**Document text**:
begin
I wish you could see how mischievous her smile could be, how playful. How she giggled. Generally as she told some story of the mischief my dad, your Grandpa got up to as a kid. Tieing his cousins plaits to doorhandles, jumping across bonfires and falling in, tormenting his younger brother. How even when she was old, she still seemed so young at heart. 
Granny died peacefully with her family around her and the minister praying. Her memory was long gone, and she hadn't really been eating for awhile. So it wasn't unexpected. But I'd always hoped she might live long enough we'd get to see her one more time. A selfish thought I know, but still.
The time she always looked back on was when her boys was growing up, and her house was full of life and stories. Three boisterous boys? I'd have been reaching for the tranquilizers - but she loved it and came out not only sane, but happy. She doted on her boys, and later all her grandkids and great grandkids. 
I didn't know her as well as I wanted to - we live on one side of the globe and she lived on the other. She and Pappy came out to Australia a few times and we went back to Scotland when we could, which wasn't often. Distance is hard. It's easier now, with Skype and Internet, but back when I was small, distance was very hard. I'm not entirely sure she ever got over Dad immigrating. 
Distance is still hard. I'm thinking of Dad now, stuck in East Timor, so far from family.
end
**Given information**:
begin
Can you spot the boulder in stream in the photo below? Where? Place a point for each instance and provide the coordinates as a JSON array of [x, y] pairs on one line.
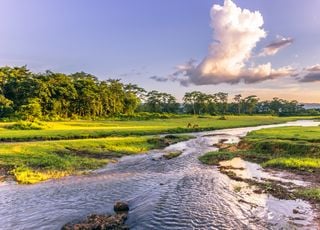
[[104, 222]]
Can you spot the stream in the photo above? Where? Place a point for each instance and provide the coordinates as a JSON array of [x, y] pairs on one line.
[[180, 193]]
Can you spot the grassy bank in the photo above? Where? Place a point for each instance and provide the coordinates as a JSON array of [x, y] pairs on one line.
[[99, 129], [285, 147], [31, 162], [288, 148], [45, 150]]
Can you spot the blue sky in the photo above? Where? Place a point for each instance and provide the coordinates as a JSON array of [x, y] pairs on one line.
[[136, 39]]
end
**Goals**:
1) In the piece about Granny, which country did she and Pappy travel to a few times?
2) Carry on the piece about Granny from its final sentence.

**Answers given**:
1) Australia

2)
It's so difficult to believe you'll never get to know Granny, my little ones. That you'll miss out on so much. 
She was so lovely just to be with and had such a warm heart. 
She was greatly loving and greatly loved and if, when you die, people say the same my darlings, then you will have lived a good life. 

Thursday, June 28, 2012


Yay and yay and double yay.
The first (incredibly rough) draft is now done and dusted. Complete at 68,000 words (until I go in and ruthlessly cull) The Guardians of Lost Lore, Book One of the Emporium Sisters Escapades is now... done. My first completed manuscript in way way too long.
I didn't actually get it done yesterday. I finished it, blearry eyed and coffeed up at 12.46am this morning. And I wasn't actually wearing my lucky PJ's. I got back from dropping the kids off and it was so damn freezing that instead of changing back into PJs I spent the day still rugged up in the big bear coat and scarf, I'd gone out in, and even then the temperature dropped to Arctic if I moved 3 feet from the heater, so basically, I didn't.  My plans for coffee, cafe and a monster pack of minties failed, as I realised too late my Beloved still had my bankcard from when his card was less than healthy and there was no milk in the house. So I had to make do with the 3 in one hazlenut chocolate stuff I'd got from Aldi and had been thinking of chucking out until he came home and went on an emergency mission. The best laid plans!
But, on the plus side... my Beloved had remembered to cut my connection to the internet so my only form of procrastination was Foxtel. (On which subject have you seen the completely heart-rending documentary about the London girl who went back to visit relatives in Afghanistan? - I bawled most of the way through it. How can that kind of stuff happen in this world? How can people treat other people like that? But I digress.)
May I just say (again, I know!) Done. 
I hadn't thought I could actually do it. I thought I didn't have the time. I was wrong. I'd just been too scared to sit down and try. 
Of course the first draft is the easy part. Sitting down and editing it, going through draft after draft, getting fresh eyes on it and then pulling it into shape... that's the hardest bit.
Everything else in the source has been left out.